→ Problem description: For the word "positive", search the records and show each line in which it occurs.

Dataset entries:
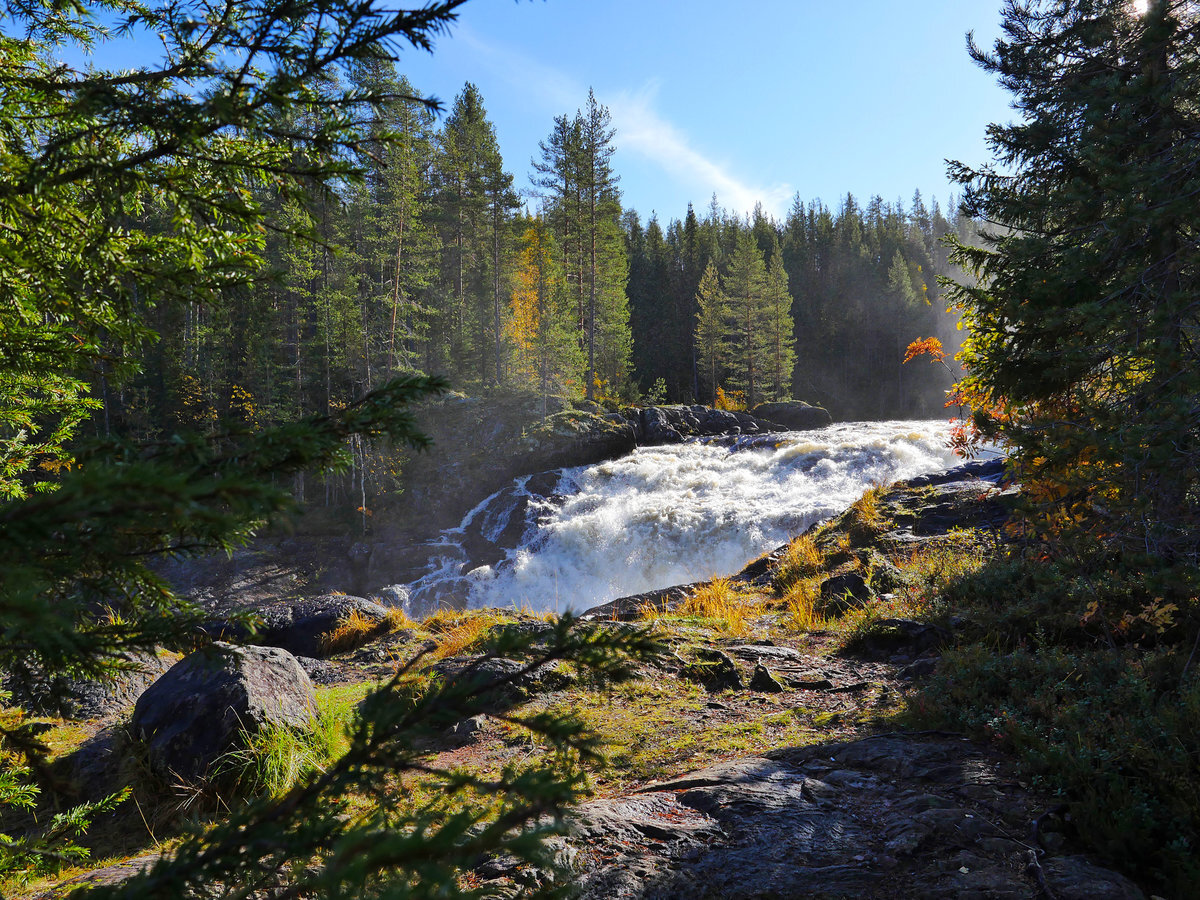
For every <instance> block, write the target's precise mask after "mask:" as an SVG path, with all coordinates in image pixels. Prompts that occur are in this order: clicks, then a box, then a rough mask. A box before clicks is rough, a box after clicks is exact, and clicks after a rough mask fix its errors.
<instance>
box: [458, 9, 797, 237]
mask: <svg viewBox="0 0 1200 900" xmlns="http://www.w3.org/2000/svg"><path fill="white" fill-rule="evenodd" d="M455 40H456V41H462V42H463V43H464V44H467V46H468V47H469V48H470V50H472V53H473V54H475V58H476V60H482V61H486V64H487V65H488V67H491V68H492V70H493V71H494V72H497V73H498V74H500V76H502V77H503V78H504V79H505V80H508V82H509V83H510V84H512V85H514V86H515V88H517V89H520V90H521V91H522V94H523V96H526V97H528V98H529V101H530V104H535V106H539V107H542V108H545V109H550V110H553V112H554V114H558V113H564V112H569V110H574V109H577V108H578V107H580V106H582V103H583V101H584V98H586V97H587V86H584V85H582V84H580V83H578V82H577V80H575V79H574V78H571V77H570V76H568V74H566V73H564V72H562V71H560V70H558V68H554V67H553V66H547V65H545V64H542V62H539V61H536V60H534V59H530V58H529V56H527V55H526V54H523V53H520V52H516V50H514V49H511V48H509V47H504V46H500V44H496V43H492V42H490V41H485V40H482V38H481V37H480V36H479V35H476V34H474V32H472V31H470V30H469V29H466V28H460V29H457V30H456V32H455ZM656 95H658V83H656V82H649V83H647V84H644V85H643V86H642V88H641V89H638V90H632V91H630V90H625V91H619V92H617V94H614V95H611V96H601V95H600V94H599V92H598V98H599V100H600V102H601V103H605V104H606V106H607V107H608V110H610V112H611V113H612V121H613V126H614V127H616V128H617V148H618V150H619V152H620V154H626V152H629V154H635V155H637V156H641V157H642V158H643V160H646V161H648V162H650V163H652V164H653V166H656V167H658V168H660V169H661V170H662V172H664V173H665V174H666V176H667V178H670V179H671V180H672V181H674V182H676V184H678V185H679V186H680V187H683V188H685V191H686V192H688V193H689V194H691V196H694V197H695V202H696V203H697V205H700V206H703V205H704V204H706V203H707V200H708V198H709V197H710V196H712V194H713V193H714V192H715V193H716V199H718V202H719V203H720V204H721V205H722V206H725V208H726V209H730V210H733V211H736V212H739V214H744V212H750V211H751V210H754V208H755V204H756V203H762V205H763V208H764V209H766V210H767V211H768V212H769V214H773V215H775V216H782V215H784V211H785V210H786V208H787V204H788V203H790V202H791V198H792V194H793V192H794V191H793V188H792V187H791V186H790V185H787V184H775V185H758V184H752V182H751V181H749V180H746V179H745V178H742V176H739V175H738V174H737V173H736V172H734V170H733V169H732V168H731V167H730V166H727V164H724V163H721V162H718V161H716V160H713V158H710V157H709V156H707V155H704V154H703V152H701V151H700V150H698V149H697V148H696V146H695V142H694V140H692V139H691V138H690V137H689V136H688V134H686V133H685V132H684V131H683V130H680V128H679V127H678V126H676V125H673V124H672V122H670V121H668V120H666V119H665V118H664V116H662V115H661V114H660V113H659V112H658V110H656V109H655V98H656Z"/></svg>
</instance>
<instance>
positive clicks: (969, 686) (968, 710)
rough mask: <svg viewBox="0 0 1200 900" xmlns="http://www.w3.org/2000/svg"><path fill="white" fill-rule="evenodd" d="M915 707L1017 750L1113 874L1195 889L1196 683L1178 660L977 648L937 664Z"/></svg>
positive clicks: (1113, 655) (1158, 658)
mask: <svg viewBox="0 0 1200 900" xmlns="http://www.w3.org/2000/svg"><path fill="white" fill-rule="evenodd" d="M918 703H919V707H918V708H919V710H920V713H922V714H923V718H924V719H926V720H932V721H936V722H938V724H942V725H949V726H952V727H955V728H962V727H966V728H967V730H970V731H971V732H973V733H976V734H979V736H982V737H985V738H990V739H991V740H992V742H995V743H997V744H1001V745H1002V746H1004V748H1007V749H1009V750H1012V751H1014V752H1016V754H1018V755H1019V758H1020V761H1021V764H1022V767H1024V768H1025V770H1026V772H1027V773H1028V774H1030V775H1032V776H1033V778H1036V779H1037V780H1038V781H1040V782H1042V784H1044V785H1046V786H1049V787H1052V788H1055V790H1056V791H1058V792H1061V793H1062V794H1063V796H1064V797H1066V798H1067V800H1068V803H1069V805H1070V812H1072V820H1073V822H1074V823H1075V827H1076V828H1078V830H1079V834H1080V836H1081V838H1082V839H1084V840H1085V841H1086V842H1087V844H1088V845H1090V846H1091V847H1092V848H1093V850H1094V851H1096V852H1098V853H1100V854H1102V856H1103V857H1104V858H1106V859H1110V860H1112V862H1114V863H1115V864H1116V865H1117V866H1118V868H1121V869H1124V870H1126V871H1129V872H1132V874H1133V872H1136V874H1140V875H1141V876H1144V877H1145V876H1150V877H1152V878H1154V880H1156V881H1157V882H1158V883H1160V884H1162V886H1163V887H1164V888H1166V889H1168V892H1169V893H1170V895H1172V896H1186V895H1189V892H1188V888H1189V887H1190V888H1194V887H1195V884H1198V883H1200V859H1198V858H1196V856H1195V847H1196V846H1200V679H1198V678H1195V677H1194V676H1193V677H1192V678H1190V679H1187V678H1186V679H1183V684H1182V685H1181V661H1180V659H1178V658H1177V655H1176V654H1174V653H1164V652H1152V653H1145V652H1135V650H1132V649H1128V648H1117V649H1112V648H1096V649H1092V650H1085V652H1079V650H1068V649H1064V648H1056V647H1040V648H1038V650H1037V652H1032V650H1027V649H1018V650H1014V652H1012V653H1007V654H997V653H995V652H994V650H992V649H991V648H988V647H985V646H982V644H976V646H971V647H967V648H962V649H960V650H956V652H952V653H948V654H947V655H946V656H944V658H943V662H942V667H941V670H940V672H938V674H937V676H935V678H934V679H932V680H931V682H930V684H929V686H928V688H926V690H925V691H924V692H923V695H922V696H920V697H919V698H918ZM1175 892H1178V893H1175Z"/></svg>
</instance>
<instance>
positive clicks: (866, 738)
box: [568, 736, 1142, 900]
mask: <svg viewBox="0 0 1200 900" xmlns="http://www.w3.org/2000/svg"><path fill="white" fill-rule="evenodd" d="M1003 766H1004V763H1003V762H1002V761H1001V760H1000V758H998V757H995V756H992V755H991V754H990V752H989V751H988V750H985V749H983V748H980V746H977V745H974V744H971V743H968V742H964V740H960V739H955V738H952V737H946V736H881V737H874V738H866V739H864V740H858V742H852V743H848V744H826V745H817V746H810V748H803V749H796V750H790V751H784V752H779V754H772V755H769V757H756V758H748V760H737V761H732V762H725V763H720V764H716V766H713V767H710V768H708V769H703V770H701V772H697V773H692V774H691V775H686V776H684V778H680V779H676V780H673V781H668V782H665V784H659V785H652V786H649V787H647V788H644V790H643V791H640V792H637V793H635V794H632V796H629V797H620V798H613V799H604V800H595V802H593V803H588V804H584V805H583V806H581V808H580V809H578V810H577V811H576V812H574V814H572V815H571V817H570V836H569V839H568V842H569V844H570V845H571V846H574V847H575V848H576V851H577V852H576V854H575V856H574V858H572V859H574V871H572V875H571V880H572V884H574V886H575V887H576V888H577V890H578V896H580V898H582V899H583V900H600V899H601V898H604V900H608V898H628V899H629V900H632V899H635V898H636V899H638V900H650V899H653V900H666V899H667V898H672V899H676V898H695V899H696V900H709V899H710V900H716V899H718V898H721V899H722V900H751V899H752V898H850V896H853V898H889V899H890V898H946V899H949V898H1021V899H1022V900H1032V899H1033V898H1038V896H1040V895H1042V894H1043V892H1042V888H1040V886H1039V884H1038V881H1037V877H1036V874H1034V872H1033V871H1031V870H1027V868H1026V862H1027V860H1026V856H1025V854H1026V853H1027V848H1026V847H1025V846H1024V845H1022V844H1020V842H1019V841H1016V840H1012V839H1010V838H1008V835H1013V834H1022V833H1024V829H1025V828H1026V826H1027V822H1028V817H1030V816H1031V815H1032V814H1031V810H1032V809H1034V808H1036V804H1037V800H1036V799H1034V798H1032V797H1030V796H1028V794H1026V792H1025V791H1024V788H1020V787H1019V786H1018V785H1015V782H1014V781H1012V780H1010V778H1009V773H1007V772H1006V770H1004V769H1003ZM973 793H983V794H985V796H986V797H988V799H989V802H988V803H980V802H978V800H977V799H974V798H973V796H972V794H973ZM1042 868H1043V871H1044V875H1045V881H1046V883H1048V884H1049V886H1051V889H1052V890H1054V892H1055V894H1056V896H1060V898H1082V896H1099V898H1105V899H1111V900H1139V899H1140V898H1142V894H1141V893H1140V892H1139V890H1138V888H1136V887H1135V886H1133V884H1132V883H1130V882H1129V881H1128V880H1126V878H1123V877H1122V876H1121V875H1118V874H1116V872H1112V871H1109V870H1105V869H1102V868H1098V866H1096V865H1094V864H1092V863H1090V862H1087V860H1086V859H1084V858H1081V857H1076V856H1063V857H1055V858H1050V859H1043V862H1042ZM1088 890H1091V892H1093V893H1091V894H1088V893H1086V892H1088Z"/></svg>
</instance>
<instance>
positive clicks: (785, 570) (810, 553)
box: [772, 534, 824, 594]
mask: <svg viewBox="0 0 1200 900" xmlns="http://www.w3.org/2000/svg"><path fill="white" fill-rule="evenodd" d="M823 566H824V554H823V553H822V552H821V550H820V547H817V545H816V541H815V540H814V539H812V536H811V535H809V534H802V535H800V536H799V538H794V539H792V541H791V542H790V544H788V545H787V550H785V551H784V556H782V557H780V559H779V565H778V566H776V569H775V576H774V578H773V581H772V583H773V586H774V588H775V590H776V592H779V593H780V594H787V593H788V590H791V588H792V586H793V584H796V583H797V582H798V581H800V580H803V578H809V577H811V576H814V575H816V574H817V572H818V571H821V569H822V568H823Z"/></svg>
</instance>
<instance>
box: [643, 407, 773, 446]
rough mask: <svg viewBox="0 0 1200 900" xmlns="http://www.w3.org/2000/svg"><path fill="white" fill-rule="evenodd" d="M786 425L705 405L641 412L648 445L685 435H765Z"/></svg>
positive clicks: (680, 439)
mask: <svg viewBox="0 0 1200 900" xmlns="http://www.w3.org/2000/svg"><path fill="white" fill-rule="evenodd" d="M772 431H784V427H782V426H780V425H778V424H774V422H769V421H766V420H763V419H760V418H756V416H754V415H749V414H746V413H742V412H731V410H727V409H714V408H713V407H704V406H698V404H697V406H671V407H646V408H644V409H643V410H642V412H641V428H638V432H640V433H641V436H642V442H643V443H644V444H650V445H655V444H678V443H679V442H680V440H683V439H684V438H685V437H715V436H718V434H763V433H767V432H772Z"/></svg>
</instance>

→ Result:
positive clicks: (969, 686) (968, 710)
positive clicks: (1113, 655) (1158, 658)
positive clicks: (866, 738)
positive clicks: (785, 570) (810, 553)
positive clicks: (680, 439)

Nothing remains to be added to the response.